- [Your task] Below is a listing; repeat exactly the lines from the one containing "in blue uniform." to the one containing "the blue trousers.", both included.

- [Material to process]
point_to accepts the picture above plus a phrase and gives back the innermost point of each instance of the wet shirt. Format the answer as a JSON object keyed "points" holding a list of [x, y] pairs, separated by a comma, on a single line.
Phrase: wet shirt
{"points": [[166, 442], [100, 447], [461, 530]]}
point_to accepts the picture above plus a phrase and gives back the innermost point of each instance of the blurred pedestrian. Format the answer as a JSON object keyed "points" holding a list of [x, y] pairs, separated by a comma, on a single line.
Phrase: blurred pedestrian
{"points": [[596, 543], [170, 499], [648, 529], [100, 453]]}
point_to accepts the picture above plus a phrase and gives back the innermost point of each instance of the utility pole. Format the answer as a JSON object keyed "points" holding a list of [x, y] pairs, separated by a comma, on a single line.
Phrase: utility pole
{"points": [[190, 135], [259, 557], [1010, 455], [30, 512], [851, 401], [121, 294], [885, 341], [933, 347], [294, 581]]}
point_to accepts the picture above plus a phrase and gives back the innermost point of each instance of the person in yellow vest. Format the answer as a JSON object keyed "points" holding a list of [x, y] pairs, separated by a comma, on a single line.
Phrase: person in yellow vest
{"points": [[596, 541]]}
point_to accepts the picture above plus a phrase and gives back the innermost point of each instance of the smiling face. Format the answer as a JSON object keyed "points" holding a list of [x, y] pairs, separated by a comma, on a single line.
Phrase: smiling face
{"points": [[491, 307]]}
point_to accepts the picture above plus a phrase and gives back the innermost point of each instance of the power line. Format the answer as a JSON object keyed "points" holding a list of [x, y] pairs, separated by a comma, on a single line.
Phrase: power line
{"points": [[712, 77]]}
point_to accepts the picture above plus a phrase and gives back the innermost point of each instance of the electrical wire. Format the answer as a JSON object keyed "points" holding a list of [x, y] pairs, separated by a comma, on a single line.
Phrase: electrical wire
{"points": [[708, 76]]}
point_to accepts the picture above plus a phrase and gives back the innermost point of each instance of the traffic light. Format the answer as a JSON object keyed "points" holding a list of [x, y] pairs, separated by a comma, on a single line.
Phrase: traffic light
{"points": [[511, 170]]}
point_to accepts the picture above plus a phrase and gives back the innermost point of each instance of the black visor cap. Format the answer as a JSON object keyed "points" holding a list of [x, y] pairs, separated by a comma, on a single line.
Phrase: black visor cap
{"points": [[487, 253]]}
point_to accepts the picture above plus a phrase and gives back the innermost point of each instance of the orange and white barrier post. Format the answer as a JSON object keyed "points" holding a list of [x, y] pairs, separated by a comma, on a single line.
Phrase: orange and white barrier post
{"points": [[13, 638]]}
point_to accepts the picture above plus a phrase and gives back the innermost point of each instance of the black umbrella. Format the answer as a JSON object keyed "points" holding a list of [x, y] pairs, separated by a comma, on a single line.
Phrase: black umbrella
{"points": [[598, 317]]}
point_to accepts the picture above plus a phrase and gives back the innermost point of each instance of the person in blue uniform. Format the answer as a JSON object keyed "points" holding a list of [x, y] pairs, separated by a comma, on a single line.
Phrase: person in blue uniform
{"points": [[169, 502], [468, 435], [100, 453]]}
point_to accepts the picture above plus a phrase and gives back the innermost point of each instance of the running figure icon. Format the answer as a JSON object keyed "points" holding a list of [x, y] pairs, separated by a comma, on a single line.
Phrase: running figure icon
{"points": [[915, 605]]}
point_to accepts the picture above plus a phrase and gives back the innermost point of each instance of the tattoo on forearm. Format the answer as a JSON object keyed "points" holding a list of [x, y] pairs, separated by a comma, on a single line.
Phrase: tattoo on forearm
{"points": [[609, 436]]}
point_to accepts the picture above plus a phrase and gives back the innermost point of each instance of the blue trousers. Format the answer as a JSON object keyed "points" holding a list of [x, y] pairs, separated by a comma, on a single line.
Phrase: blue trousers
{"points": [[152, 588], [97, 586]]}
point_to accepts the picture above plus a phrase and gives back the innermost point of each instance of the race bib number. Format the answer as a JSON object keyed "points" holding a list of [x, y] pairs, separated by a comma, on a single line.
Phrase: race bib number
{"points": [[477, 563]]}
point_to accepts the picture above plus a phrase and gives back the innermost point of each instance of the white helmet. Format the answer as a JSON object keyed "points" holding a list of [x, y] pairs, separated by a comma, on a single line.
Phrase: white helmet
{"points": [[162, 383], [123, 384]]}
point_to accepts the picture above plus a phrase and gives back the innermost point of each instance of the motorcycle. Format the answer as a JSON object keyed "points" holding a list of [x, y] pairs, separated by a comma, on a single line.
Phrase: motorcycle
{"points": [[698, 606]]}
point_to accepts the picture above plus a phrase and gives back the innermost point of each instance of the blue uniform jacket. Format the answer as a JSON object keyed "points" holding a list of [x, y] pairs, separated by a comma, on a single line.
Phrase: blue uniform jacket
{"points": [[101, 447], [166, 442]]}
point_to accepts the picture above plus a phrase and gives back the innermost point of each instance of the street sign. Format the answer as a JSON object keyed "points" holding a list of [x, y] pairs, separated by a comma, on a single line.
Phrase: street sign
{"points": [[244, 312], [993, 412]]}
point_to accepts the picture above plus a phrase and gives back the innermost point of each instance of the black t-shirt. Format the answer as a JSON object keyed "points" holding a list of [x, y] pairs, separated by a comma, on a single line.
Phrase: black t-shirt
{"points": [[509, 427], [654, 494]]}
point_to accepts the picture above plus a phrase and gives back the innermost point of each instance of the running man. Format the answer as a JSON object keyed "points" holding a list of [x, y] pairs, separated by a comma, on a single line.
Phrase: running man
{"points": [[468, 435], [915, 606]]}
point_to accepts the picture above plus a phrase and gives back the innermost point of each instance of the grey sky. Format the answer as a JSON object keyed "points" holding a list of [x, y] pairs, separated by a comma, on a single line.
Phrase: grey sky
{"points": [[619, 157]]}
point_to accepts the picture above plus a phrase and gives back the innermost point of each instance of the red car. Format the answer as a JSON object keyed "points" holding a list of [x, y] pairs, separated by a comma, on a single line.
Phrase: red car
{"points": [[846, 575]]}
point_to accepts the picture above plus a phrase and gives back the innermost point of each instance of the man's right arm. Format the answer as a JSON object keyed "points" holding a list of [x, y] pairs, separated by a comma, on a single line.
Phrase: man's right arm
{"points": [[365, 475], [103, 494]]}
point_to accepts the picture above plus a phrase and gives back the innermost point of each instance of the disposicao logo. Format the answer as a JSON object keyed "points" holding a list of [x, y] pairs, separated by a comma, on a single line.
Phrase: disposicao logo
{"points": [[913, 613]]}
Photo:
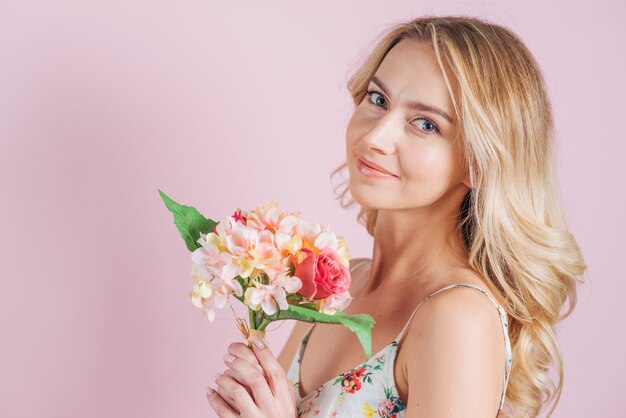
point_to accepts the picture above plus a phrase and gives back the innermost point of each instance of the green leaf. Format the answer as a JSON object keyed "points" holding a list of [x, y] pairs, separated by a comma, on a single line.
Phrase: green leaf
{"points": [[360, 324], [189, 221]]}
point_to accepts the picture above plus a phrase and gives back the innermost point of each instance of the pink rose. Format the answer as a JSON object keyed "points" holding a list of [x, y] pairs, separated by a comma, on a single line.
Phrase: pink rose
{"points": [[322, 275]]}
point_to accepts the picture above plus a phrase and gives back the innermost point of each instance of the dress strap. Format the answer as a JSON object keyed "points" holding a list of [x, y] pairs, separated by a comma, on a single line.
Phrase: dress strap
{"points": [[359, 264], [399, 337]]}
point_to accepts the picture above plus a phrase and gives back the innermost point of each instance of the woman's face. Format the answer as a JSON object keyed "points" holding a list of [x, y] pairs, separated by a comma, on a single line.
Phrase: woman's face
{"points": [[400, 127]]}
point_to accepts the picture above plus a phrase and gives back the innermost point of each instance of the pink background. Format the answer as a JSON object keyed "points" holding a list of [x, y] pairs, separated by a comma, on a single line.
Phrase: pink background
{"points": [[225, 105]]}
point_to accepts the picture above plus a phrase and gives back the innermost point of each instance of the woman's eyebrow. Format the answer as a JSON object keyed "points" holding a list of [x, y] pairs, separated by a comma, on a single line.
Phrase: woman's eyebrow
{"points": [[413, 104]]}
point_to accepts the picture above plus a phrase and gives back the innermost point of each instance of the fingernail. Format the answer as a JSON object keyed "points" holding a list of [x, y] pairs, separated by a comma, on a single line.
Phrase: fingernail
{"points": [[257, 341]]}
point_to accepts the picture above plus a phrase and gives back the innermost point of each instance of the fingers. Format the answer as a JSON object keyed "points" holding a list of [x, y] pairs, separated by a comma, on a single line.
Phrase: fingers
{"points": [[252, 379], [236, 391], [274, 372], [219, 405], [228, 397]]}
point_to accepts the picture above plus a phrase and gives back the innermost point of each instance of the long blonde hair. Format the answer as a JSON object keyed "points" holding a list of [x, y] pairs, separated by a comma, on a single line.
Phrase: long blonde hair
{"points": [[511, 219]]}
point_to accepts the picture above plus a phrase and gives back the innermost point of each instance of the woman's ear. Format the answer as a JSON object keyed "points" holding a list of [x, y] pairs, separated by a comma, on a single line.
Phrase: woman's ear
{"points": [[466, 181]]}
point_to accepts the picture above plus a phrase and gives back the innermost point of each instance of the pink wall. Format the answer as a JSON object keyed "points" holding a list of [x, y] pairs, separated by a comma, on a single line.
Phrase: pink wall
{"points": [[217, 104]]}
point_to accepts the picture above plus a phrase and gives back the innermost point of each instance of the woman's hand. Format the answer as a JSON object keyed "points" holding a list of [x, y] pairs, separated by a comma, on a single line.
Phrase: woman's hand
{"points": [[254, 386]]}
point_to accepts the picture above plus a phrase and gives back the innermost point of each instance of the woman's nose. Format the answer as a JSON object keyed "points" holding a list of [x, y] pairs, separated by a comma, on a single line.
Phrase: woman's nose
{"points": [[383, 134]]}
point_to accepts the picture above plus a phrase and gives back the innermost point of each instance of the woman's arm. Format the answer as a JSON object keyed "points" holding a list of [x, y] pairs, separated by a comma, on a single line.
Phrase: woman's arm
{"points": [[456, 357]]}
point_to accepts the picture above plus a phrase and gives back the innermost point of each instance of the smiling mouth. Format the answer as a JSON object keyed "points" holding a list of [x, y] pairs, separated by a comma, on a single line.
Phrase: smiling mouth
{"points": [[370, 171]]}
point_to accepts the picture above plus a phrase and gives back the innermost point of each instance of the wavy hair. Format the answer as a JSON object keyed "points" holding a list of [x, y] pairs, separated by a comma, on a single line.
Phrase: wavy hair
{"points": [[511, 220]]}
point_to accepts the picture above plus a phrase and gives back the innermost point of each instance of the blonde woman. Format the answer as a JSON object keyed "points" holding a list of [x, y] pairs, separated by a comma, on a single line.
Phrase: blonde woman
{"points": [[449, 155]]}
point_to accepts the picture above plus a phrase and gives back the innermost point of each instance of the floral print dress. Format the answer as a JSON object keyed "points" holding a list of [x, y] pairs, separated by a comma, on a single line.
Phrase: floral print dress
{"points": [[368, 389]]}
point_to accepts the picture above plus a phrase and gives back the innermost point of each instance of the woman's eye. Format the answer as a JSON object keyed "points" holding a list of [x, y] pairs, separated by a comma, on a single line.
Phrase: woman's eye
{"points": [[379, 100], [378, 97], [429, 125]]}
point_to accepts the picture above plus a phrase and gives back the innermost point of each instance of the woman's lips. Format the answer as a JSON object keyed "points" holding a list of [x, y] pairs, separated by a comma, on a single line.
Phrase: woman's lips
{"points": [[369, 170]]}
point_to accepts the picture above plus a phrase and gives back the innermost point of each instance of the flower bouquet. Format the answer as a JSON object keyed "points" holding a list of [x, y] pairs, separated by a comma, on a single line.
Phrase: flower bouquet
{"points": [[279, 265]]}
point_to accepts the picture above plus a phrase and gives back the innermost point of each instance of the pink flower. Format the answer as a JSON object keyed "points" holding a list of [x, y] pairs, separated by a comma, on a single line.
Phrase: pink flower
{"points": [[322, 275]]}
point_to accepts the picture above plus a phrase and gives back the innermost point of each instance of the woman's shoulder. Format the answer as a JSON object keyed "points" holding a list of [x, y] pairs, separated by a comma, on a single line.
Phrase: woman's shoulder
{"points": [[449, 329]]}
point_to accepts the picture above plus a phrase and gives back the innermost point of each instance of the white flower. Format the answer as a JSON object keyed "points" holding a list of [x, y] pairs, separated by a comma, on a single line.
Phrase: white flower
{"points": [[266, 296]]}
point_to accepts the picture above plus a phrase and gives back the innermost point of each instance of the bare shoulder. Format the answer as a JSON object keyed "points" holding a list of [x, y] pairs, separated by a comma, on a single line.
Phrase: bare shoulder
{"points": [[293, 342], [454, 356]]}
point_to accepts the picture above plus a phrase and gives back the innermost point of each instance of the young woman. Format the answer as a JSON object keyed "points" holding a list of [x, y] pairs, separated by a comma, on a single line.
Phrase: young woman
{"points": [[449, 155]]}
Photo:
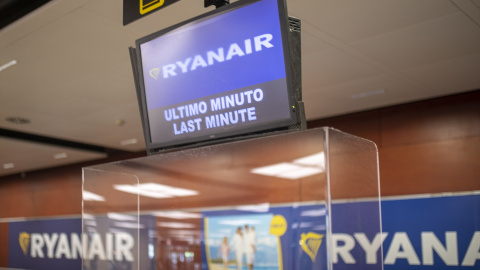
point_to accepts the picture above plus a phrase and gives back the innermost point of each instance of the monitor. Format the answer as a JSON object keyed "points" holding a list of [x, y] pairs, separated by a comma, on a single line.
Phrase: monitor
{"points": [[222, 74]]}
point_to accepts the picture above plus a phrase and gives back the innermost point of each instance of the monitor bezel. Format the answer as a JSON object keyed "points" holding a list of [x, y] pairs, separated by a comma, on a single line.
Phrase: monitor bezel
{"points": [[222, 134]]}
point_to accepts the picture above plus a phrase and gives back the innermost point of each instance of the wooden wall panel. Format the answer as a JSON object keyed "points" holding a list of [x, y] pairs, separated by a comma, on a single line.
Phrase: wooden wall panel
{"points": [[3, 244], [363, 124], [443, 166], [424, 147], [440, 119]]}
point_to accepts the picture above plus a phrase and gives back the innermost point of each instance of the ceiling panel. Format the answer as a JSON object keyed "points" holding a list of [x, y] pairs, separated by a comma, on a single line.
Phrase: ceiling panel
{"points": [[19, 156], [73, 79], [350, 21], [461, 73], [448, 37]]}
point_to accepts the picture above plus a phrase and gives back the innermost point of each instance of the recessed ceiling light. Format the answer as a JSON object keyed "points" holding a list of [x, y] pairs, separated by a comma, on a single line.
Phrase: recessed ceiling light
{"points": [[176, 214], [60, 156], [129, 141], [301, 167], [90, 196], [122, 217], [154, 190], [17, 120], [175, 225], [7, 65], [367, 94], [7, 166]]}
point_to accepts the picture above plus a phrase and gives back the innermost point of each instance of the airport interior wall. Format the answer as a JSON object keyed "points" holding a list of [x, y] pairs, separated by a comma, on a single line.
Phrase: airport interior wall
{"points": [[425, 147]]}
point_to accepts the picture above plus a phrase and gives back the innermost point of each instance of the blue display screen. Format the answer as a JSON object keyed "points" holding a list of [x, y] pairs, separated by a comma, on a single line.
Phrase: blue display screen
{"points": [[216, 76]]}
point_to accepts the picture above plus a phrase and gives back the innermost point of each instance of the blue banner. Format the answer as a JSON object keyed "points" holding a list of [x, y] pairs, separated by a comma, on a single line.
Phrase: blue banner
{"points": [[433, 233]]}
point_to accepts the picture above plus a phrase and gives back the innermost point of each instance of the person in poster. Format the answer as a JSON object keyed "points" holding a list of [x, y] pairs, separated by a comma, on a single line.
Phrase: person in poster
{"points": [[250, 238], [262, 243], [237, 245]]}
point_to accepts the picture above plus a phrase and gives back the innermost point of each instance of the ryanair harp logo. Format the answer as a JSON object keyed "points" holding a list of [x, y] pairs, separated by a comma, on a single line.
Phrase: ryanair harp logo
{"points": [[310, 243], [24, 240], [154, 72], [147, 6]]}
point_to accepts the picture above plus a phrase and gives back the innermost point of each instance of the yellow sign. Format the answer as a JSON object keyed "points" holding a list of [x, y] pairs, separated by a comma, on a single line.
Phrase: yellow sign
{"points": [[24, 240], [278, 225], [149, 6], [310, 243]]}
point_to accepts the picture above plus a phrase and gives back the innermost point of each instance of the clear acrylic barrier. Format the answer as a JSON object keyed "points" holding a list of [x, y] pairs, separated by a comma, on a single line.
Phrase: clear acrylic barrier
{"points": [[296, 200]]}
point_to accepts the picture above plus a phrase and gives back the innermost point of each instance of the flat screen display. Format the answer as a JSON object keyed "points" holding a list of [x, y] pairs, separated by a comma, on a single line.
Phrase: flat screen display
{"points": [[222, 74]]}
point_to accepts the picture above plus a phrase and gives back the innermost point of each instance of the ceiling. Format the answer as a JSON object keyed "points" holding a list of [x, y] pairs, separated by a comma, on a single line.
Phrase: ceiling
{"points": [[73, 97]]}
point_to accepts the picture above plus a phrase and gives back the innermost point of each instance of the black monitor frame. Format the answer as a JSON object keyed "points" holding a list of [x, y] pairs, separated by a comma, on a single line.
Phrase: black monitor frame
{"points": [[291, 39]]}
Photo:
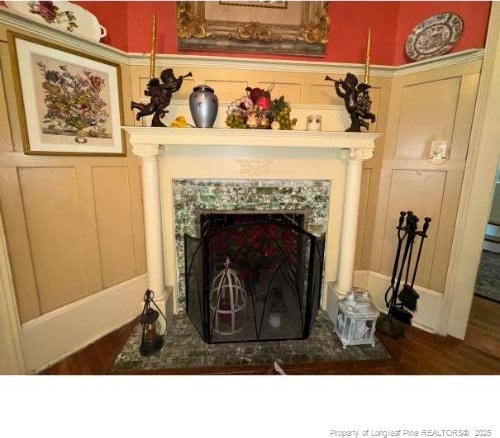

- [Expected answer]
point_to accepts the picture above plus a phrase and gives back the innermost point of each instance of the person in blue uniform. Format the answer as a JSON object keyed "points" holding a list of [x, y] pairs, separated by a comma, on a single line.
Phrase: person in blue uniform
{"points": [[169, 502], [468, 435], [100, 453]]}
point_to accepts the picture above plus a phrase and gives back the innermost point of each instance of the running figure icon. Format the answer as a JSON object keyed "points" holding a list of [x, y] pairs, separated by a comma, on a single line.
Phrase: running figure icon
{"points": [[915, 605]]}
point_to accepts the picture above plus a phrase and gives back the innermost point of each instance of the tattoo on forearm. Format the answer as a JSON object keyed "points" holding a list of [x, y] pairs, separated by a comma, on a single line.
Phrase: tattoo on forearm
{"points": [[609, 436]]}
point_to accepts the picture above plus a phrase and gives back the innermost point of each instance of the blue trousers. Format the answer as a JSON object keyed "points" holding a list of [x, y] pairs, separated by a comma, on a single line.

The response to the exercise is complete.